Description of the task: Return the entries below word for word. No picture belongs in the copy.

(Records contained in a dataset)
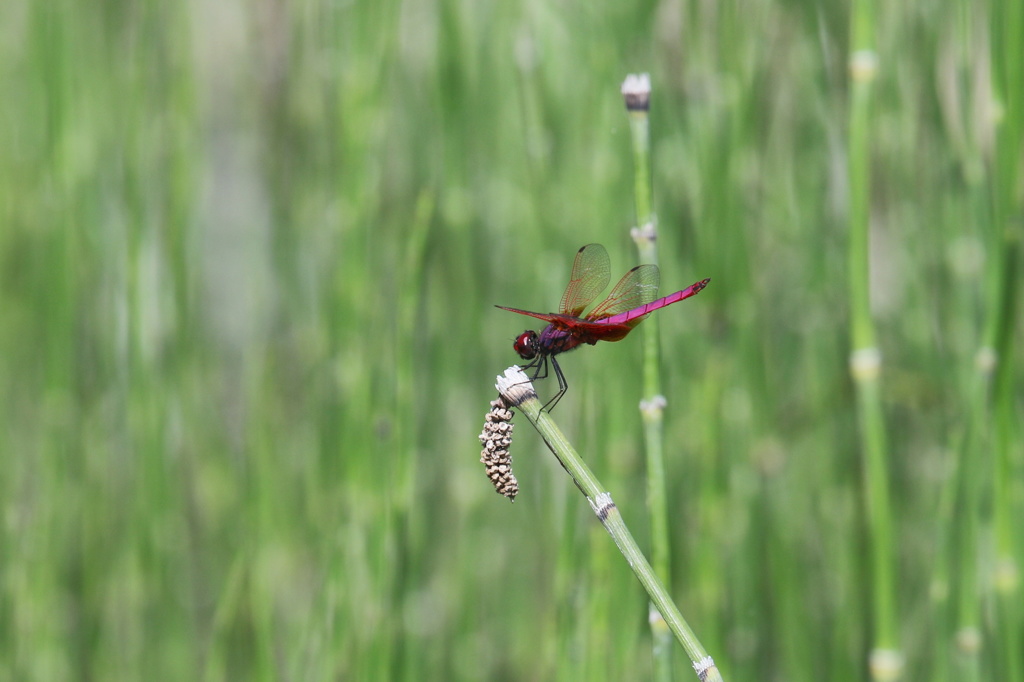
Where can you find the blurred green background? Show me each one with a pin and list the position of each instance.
(249, 254)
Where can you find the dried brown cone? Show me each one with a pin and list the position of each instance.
(497, 437)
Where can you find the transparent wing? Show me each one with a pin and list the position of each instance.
(636, 289)
(591, 273)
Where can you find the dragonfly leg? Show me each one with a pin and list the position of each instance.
(562, 385)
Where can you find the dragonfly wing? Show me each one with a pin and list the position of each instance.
(637, 288)
(591, 273)
(558, 321)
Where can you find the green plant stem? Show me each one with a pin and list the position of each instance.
(516, 389)
(1007, 30)
(886, 661)
(636, 91)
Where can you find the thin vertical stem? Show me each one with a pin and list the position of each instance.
(865, 359)
(636, 91)
(1008, 209)
(518, 392)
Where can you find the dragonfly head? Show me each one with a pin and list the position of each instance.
(525, 344)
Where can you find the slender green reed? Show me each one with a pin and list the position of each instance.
(518, 392)
(1007, 27)
(865, 357)
(636, 91)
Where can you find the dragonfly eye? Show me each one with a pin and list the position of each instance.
(525, 344)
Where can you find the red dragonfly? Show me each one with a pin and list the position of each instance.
(627, 305)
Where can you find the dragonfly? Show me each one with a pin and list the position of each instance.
(628, 304)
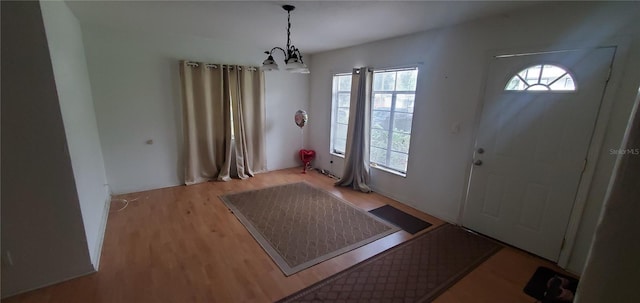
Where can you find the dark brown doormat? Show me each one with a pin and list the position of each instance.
(415, 271)
(400, 219)
(540, 287)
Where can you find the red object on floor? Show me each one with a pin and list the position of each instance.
(306, 155)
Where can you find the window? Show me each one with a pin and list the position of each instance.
(541, 78)
(341, 100)
(392, 100)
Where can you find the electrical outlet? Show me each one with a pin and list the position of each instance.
(7, 260)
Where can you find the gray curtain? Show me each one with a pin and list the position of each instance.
(356, 169)
(223, 116)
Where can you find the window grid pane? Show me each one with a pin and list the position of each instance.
(341, 99)
(393, 99)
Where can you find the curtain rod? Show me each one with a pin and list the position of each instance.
(391, 69)
(210, 65)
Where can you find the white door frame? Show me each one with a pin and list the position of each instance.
(593, 152)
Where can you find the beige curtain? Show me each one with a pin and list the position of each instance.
(223, 117)
(356, 168)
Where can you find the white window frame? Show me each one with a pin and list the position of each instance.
(334, 112)
(390, 131)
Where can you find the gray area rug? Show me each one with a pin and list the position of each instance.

Solution to the problem:
Where can you find the blurred green background? Show me each one with a pin and list the position of each instance.
(249, 254)
Where can you find the dried brown cone? Show me each one with a pin and list the position of each instance.
(497, 437)
Where can you find the transparent wing? Show me each one with a pin and list the position of each instance.
(636, 289)
(591, 273)
Where can you find the dragonfly leg? Show me each one with a pin and list the position of each instance.
(562, 385)
Where can you find the dragonfly wing? Show me each one with a pin and list the position of each instance.
(637, 288)
(591, 273)
(558, 321)
Where can you find the green plant stem? Show me each one with a pin and list the position of each instance.
(516, 389)
(1007, 30)
(886, 661)
(636, 91)
Where can you find the thin vertical stem? Show me each one with a pin and list the position of each instance.
(865, 359)
(636, 91)
(1008, 209)
(518, 392)
Where can you find the dragonfly head? Show me each one with a pin and list the position of each instance.
(525, 344)
Where can you find the slender green reed? Show me each one with a pin and list the position of each instance.
(518, 392)
(1007, 27)
(865, 357)
(636, 91)
Where can you find the dragonfly eye? Show me each one with a pin and list the position of each instance.
(525, 344)
Where can you find the red dragonfly? Show me each one with a pin and list the position of each instance.
(627, 305)
Where can you find the dragonfly? Show me each one with a pin and list the position of each instance.
(628, 304)
Where can you find the dark brown doormat? Show me each one with a pin and list the position of each instance.
(415, 271)
(400, 219)
(540, 287)
Where can you find the red object on floor? Show me each one with a pin and list the position of each instance.
(306, 155)
Where can you find the window? Show me each one with a pin and list the position of each instance.
(541, 78)
(341, 100)
(392, 100)
Where can you find the electrical outlet? Show me each one with a pin and list the position of each instance.
(7, 260)
Where can you find the gray curtain? Show me each one with a pin and list the position of each instance.
(356, 169)
(223, 116)
Where can you find the window grid pane? Show me each one with a pin and list the position of each instance.
(341, 99)
(393, 99)
Where can you find the curtain rod? Show me each one with a pin and list the position of each instance.
(391, 69)
(210, 65)
Where can you find the white door frame? Show me each one with a pin and list the position of each instance.
(593, 152)
Where can you find the beige curtain? Show me each one with a pin and list the position of each instance.
(223, 117)
(356, 168)
Where can you find the white window frame? Show me each one with a pin and list the position of each instance.
(334, 112)
(390, 131)
Where can you find the gray area rug? Show me each one with a pin and list the position of each instance.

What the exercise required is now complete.